• _TASK OBJECTIVE_
The records below must be reproduced exactly. Strip out the pictures.

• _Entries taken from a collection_
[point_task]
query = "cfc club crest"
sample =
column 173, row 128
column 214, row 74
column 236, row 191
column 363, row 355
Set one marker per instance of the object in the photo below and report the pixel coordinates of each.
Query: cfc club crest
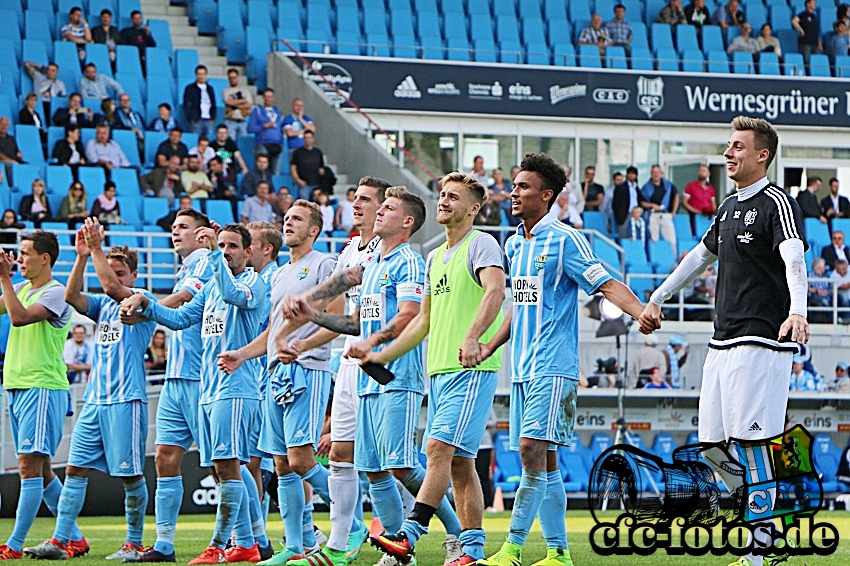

• _COMPLETED TASK_
[point_task]
query = "cfc club crest"
sample =
column 173, row 128
column 214, row 74
column 236, row 191
column 363, row 355
Set one marker per instance of the object in the photo below and report the pixel coordinates of each.
Query: cfc club crest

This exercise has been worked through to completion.